# To be done:
Write out, word for word, every line from the one containing "tire and give integer pixel coordinates." through the last line of the records below, both ends included.

# Data:
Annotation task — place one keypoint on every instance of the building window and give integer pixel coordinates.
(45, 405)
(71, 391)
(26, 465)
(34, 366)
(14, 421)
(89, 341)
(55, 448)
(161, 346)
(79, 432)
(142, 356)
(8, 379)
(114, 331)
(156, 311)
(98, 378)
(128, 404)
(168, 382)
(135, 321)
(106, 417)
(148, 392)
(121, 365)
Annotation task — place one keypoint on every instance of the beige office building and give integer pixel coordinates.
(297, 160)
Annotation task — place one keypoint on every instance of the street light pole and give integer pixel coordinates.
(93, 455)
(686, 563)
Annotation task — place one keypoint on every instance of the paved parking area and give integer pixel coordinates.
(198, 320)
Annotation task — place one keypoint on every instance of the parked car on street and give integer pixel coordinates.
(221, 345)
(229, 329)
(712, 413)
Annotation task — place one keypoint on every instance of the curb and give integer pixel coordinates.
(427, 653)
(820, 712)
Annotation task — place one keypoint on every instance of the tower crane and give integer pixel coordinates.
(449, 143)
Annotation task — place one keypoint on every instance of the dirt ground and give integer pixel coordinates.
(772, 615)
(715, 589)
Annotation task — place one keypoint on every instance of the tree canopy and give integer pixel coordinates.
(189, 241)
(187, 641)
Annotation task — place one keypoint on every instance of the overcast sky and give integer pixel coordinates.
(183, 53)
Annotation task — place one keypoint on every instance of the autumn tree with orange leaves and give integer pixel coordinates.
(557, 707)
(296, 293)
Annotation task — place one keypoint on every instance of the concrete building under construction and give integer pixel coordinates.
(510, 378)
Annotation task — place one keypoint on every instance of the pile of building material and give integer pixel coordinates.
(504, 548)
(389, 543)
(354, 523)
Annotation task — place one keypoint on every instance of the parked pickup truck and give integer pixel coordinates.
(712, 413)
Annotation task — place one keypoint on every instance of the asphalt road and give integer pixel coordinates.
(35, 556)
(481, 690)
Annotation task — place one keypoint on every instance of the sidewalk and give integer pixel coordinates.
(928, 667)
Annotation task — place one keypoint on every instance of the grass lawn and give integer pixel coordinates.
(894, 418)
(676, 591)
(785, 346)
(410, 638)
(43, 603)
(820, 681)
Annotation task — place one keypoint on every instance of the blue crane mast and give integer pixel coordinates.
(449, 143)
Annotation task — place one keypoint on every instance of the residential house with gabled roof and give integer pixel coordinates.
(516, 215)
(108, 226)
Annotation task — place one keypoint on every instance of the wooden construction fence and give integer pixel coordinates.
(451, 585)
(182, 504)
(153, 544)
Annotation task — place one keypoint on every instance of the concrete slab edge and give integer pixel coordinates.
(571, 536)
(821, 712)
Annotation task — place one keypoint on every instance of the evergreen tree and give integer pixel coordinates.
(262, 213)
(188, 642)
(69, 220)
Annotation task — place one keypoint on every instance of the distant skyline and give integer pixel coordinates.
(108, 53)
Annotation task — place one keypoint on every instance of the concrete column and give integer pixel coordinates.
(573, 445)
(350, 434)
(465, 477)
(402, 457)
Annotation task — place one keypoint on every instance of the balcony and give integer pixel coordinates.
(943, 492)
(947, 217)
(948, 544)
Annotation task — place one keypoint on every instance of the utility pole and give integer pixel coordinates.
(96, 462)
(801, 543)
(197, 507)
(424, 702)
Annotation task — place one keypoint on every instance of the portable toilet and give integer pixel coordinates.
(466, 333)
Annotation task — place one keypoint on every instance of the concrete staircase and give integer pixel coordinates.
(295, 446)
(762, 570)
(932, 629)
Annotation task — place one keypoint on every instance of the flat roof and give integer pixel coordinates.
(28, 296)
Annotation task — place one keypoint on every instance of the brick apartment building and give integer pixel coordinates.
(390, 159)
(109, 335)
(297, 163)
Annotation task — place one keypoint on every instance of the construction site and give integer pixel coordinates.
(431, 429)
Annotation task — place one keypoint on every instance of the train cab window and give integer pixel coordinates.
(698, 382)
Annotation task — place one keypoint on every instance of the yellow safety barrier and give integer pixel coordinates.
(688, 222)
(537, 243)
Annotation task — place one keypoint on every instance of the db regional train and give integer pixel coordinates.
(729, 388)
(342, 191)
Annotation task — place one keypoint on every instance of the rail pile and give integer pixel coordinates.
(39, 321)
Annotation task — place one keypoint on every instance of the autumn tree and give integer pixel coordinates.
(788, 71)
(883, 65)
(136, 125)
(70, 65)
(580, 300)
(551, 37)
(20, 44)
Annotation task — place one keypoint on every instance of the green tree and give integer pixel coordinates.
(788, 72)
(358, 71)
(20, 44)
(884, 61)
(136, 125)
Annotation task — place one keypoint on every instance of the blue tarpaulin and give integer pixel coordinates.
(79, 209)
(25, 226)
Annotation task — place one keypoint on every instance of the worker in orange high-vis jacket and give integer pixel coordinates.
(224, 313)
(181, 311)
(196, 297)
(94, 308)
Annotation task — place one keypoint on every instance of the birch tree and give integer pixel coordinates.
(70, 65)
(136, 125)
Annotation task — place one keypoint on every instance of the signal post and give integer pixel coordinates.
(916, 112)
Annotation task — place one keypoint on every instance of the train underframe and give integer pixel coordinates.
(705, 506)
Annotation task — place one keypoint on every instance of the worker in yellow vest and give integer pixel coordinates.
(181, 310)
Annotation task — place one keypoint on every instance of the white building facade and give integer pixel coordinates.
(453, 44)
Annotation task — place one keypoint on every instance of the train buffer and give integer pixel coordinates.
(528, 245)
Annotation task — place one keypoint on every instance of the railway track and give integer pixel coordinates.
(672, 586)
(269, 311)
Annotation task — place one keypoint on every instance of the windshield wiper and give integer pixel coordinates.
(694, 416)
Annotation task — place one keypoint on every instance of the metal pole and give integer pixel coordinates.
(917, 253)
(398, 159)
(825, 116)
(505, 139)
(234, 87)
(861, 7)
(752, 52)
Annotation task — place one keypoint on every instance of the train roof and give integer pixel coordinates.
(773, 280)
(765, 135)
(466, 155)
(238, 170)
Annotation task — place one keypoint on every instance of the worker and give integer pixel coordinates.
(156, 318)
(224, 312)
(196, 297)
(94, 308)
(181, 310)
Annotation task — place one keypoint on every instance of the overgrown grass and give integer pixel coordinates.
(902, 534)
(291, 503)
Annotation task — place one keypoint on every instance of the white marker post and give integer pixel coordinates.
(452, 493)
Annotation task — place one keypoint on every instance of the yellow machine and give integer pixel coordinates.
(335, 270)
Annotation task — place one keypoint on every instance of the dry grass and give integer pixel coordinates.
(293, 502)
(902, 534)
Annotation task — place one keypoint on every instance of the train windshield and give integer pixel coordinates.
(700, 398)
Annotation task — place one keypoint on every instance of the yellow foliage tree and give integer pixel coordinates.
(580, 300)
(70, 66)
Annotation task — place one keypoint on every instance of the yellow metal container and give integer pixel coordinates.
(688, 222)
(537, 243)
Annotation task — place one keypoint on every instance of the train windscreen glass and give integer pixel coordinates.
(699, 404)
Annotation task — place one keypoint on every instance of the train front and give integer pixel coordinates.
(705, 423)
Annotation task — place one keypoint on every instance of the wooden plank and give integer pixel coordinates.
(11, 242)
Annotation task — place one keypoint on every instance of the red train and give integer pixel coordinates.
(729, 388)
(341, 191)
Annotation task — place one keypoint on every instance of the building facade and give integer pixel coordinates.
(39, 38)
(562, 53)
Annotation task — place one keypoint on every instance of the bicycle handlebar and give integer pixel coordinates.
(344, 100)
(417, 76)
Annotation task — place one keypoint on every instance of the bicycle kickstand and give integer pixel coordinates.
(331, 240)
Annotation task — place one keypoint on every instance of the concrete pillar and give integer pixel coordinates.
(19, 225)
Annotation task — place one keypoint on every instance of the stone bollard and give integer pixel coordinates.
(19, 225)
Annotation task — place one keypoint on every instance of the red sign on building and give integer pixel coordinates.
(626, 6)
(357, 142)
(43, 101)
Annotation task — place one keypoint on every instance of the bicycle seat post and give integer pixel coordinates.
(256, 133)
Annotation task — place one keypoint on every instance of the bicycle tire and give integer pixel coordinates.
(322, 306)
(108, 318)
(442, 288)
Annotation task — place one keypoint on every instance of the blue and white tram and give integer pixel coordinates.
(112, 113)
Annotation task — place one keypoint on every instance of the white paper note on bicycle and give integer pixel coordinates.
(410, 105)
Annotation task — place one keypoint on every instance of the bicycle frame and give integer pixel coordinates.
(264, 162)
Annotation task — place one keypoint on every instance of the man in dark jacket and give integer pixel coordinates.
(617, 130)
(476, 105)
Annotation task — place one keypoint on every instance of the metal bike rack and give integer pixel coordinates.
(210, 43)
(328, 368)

# Completed exercise:
Annotation task — place one keypoint on every instance of the bicycle tire and give integer pixel coordinates.
(322, 306)
(108, 318)
(442, 288)
Annotation task — place one keypoint on every instance of the blue and white tram and give integer pixel coordinates.
(112, 113)
Annotation task — place one keypoint on every instance of the white paper note on bicycle and give integer pixel coordinates.
(410, 105)
Annotation task — place one keypoint on every instance of the bicycle frame and give integer pixel coordinates.
(264, 162)
Annotation task — place one keypoint on every instance of the man in dark jacket and give integer pixel coordinates.
(617, 130)
(476, 105)
Annotation task — place one keypoint on every instance of the metal bike rack and give integer pixel coordinates.
(210, 43)
(328, 368)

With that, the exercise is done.